Entries from an annotation dataset:
%%

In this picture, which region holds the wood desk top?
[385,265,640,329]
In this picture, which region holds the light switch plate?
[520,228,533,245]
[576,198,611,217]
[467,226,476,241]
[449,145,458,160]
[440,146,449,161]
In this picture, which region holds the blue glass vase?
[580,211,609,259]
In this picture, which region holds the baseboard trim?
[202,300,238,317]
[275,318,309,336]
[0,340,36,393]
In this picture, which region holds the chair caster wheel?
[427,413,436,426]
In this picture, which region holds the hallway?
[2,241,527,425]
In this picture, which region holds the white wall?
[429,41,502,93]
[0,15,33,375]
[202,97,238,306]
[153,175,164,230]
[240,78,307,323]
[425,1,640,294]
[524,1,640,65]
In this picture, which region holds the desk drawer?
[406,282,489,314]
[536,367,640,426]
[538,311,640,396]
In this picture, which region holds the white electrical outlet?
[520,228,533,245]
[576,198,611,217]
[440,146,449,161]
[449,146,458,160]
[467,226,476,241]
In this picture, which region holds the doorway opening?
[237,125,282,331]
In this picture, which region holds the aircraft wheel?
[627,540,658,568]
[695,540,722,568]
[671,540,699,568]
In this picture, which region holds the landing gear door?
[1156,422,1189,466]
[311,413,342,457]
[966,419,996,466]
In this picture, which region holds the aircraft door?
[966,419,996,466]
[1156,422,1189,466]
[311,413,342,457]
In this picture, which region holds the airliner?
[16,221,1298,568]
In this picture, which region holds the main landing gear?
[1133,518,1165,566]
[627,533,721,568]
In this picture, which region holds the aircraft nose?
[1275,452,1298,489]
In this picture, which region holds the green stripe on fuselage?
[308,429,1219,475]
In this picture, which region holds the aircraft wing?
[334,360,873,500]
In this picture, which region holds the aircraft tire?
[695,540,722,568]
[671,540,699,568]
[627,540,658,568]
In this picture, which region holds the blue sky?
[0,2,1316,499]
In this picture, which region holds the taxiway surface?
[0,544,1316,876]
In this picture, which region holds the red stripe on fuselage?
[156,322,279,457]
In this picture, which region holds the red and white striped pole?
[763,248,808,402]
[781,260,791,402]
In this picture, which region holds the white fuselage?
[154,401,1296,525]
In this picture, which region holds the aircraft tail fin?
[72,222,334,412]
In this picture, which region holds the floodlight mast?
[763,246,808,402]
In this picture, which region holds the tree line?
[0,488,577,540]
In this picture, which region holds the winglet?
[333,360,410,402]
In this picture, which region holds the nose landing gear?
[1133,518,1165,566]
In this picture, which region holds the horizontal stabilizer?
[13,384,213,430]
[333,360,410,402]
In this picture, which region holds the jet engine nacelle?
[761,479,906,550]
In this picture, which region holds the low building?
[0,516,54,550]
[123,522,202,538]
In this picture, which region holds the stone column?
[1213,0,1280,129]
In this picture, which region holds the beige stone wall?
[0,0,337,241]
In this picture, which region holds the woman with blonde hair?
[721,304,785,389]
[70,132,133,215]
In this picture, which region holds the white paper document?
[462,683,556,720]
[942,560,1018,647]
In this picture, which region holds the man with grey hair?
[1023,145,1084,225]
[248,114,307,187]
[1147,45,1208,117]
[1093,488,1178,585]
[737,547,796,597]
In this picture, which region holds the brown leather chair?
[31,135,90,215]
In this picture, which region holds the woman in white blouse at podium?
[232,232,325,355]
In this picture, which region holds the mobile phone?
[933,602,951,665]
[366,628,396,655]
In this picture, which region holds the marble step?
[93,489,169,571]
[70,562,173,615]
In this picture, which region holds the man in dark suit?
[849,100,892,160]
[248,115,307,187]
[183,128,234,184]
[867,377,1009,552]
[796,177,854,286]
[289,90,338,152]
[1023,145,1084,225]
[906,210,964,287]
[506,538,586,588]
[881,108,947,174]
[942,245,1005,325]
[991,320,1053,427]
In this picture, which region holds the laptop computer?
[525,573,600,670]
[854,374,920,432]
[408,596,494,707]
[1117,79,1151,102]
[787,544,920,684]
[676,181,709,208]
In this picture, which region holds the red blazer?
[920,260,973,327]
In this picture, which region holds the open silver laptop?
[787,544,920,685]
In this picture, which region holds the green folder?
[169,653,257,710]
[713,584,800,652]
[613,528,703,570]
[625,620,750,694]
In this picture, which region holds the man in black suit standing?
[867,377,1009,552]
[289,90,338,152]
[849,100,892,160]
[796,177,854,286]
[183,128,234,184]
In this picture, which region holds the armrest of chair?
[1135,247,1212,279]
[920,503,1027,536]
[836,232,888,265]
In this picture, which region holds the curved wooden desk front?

%%

**GIVEN PROBLEM:**
Please return every line of the listing above word for word, unchanged, from the first line to the last.

**SOLUTION TO THIS EXERCISE:**
In this picture, which region holds the wood desk top?
[385,265,640,329]
In this picture, which region holds the light switch plate?
[520,228,533,245]
[576,198,611,217]
[467,226,476,241]
[449,145,458,160]
[440,146,449,161]
In this picture, which region holds the blue glass vase?
[580,211,609,259]
In this picture, which region holds the baseboard trim?
[202,300,238,317]
[275,318,309,336]
[0,340,36,393]
In this picture, which region holds the chair caster wheel?
[427,413,436,426]
In this picture, which region holds the hallway?
[2,241,527,425]
In this picture, which region holds the white wall?
[429,41,502,93]
[0,15,33,375]
[202,97,238,306]
[153,175,164,230]
[240,78,307,323]
[425,1,640,294]
[524,1,640,65]
In this picture, which region holds the desk drawer?
[406,282,489,314]
[536,367,640,426]
[538,311,640,396]
In this picture, which region holds the white electrical outlet?
[520,228,533,245]
[576,198,611,217]
[440,146,449,161]
[449,146,458,160]
[467,226,476,241]
In this picture, which region holds the doorway opening?
[237,125,282,331]
In this picture, which region holds the aircraft wheel?
[627,540,658,568]
[695,540,722,568]
[671,540,699,568]
In this picture, which region holds the landing gear door?
[1156,422,1189,466]
[311,413,342,457]
[966,419,996,466]
In this picture, which region holds the aircraft door?
[966,419,996,466]
[1156,422,1189,466]
[311,413,342,457]
In this picture, which region holds the airliner?
[16,221,1298,568]
In this picture, which region holds the main landing gear?
[1133,518,1165,566]
[627,533,721,568]
In this picture, which region holds the aircraft nose?
[1275,452,1298,489]
In this picture, which region holds the green stripe on fuselage?
[308,429,1219,475]
In this picture, which region holds the aircraft wing?
[334,360,873,500]
In this picture, which region holds the aircraft tire?
[695,540,722,568]
[671,540,699,568]
[627,540,658,568]
In this picture, which region holds the blue sky?
[0,2,1316,499]
In this picture, which region holds the taxiway surface?
[0,544,1316,876]
In this picture, which region holds the red stripe on fuselage?
[156,322,279,457]
In this picture, which region holds the red and white striped pole?
[763,248,808,402]
[781,260,791,402]
In this picture, which region holds the white fuselage?
[154,401,1296,525]
In this picture, which region holds the aircraft tail fin?
[72,222,334,412]
In this picture, which region holds the floodlight mast?
[763,246,808,402]
In this picture, which region holds the tree line?
[0,488,577,540]
In this picture, which region holds the winglet?
[333,360,410,402]
In this picture, which region holds the nose landing gear?
[1133,518,1165,566]
In this picture, which region holds the horizontal stabilizer?
[13,384,213,430]
[333,360,410,402]
In this picture, which region holds the jet engine nacelle?
[761,479,906,550]
In this picture, which region holds the low building?
[0,516,54,550]
[123,522,202,538]
In this picture, which region holds the stone column?
[1213,0,1280,129]
In this picture, which region holds the beige stone wall?
[0,0,337,241]
In this picture, which region holds the woman with blonde hair?
[721,304,785,389]
[70,132,133,215]
In this picture, which region holds the white paper document?
[462,683,556,720]
[942,560,1018,647]
In this picture, which region holds the man with grey hair?
[1023,145,1084,225]
[248,114,307,187]
[1147,45,1208,117]
[1093,488,1178,585]
[737,547,796,597]
In this picture, which region holds the brown leather chair?
[31,135,90,215]
In this picture, which region holds the woman in white blouse at podium?
[232,232,325,355]
In this picture, which region holds the mobile phone?
[933,602,951,665]
[366,628,396,655]
In this picture, which region holds the marble step?
[93,489,169,571]
[70,562,173,615]
In this picture, which region holds the man in dark suit?
[849,100,892,160]
[248,115,307,187]
[183,128,234,184]
[867,377,1009,552]
[796,177,854,286]
[289,90,338,152]
[1023,145,1084,225]
[906,210,964,287]
[506,538,586,588]
[881,108,947,174]
[942,245,1005,325]
[991,320,1053,427]
In this picture, which region holds the laptop computer?
[525,573,600,670]
[854,374,920,432]
[408,596,494,707]
[1117,79,1151,102]
[787,544,920,684]
[676,181,709,208]
In this picture, which region holds the red blazer?
[920,260,973,327]
In this picture, which region holds the open silver laptop?
[787,544,920,685]
In this picture, which region holds the green folder?
[169,653,257,710]
[713,584,800,652]
[613,528,703,570]
[625,620,750,694]
In this picture, which region holds the man in black suit standing?
[867,377,1009,552]
[289,90,338,152]
[849,100,892,160]
[796,177,854,286]
[183,128,234,184]
In this picture, which region holds the armrest of chair?
[1135,247,1212,279]
[920,503,1027,536]
[836,232,888,265]
In this picture, which region holds the curved wooden desk front?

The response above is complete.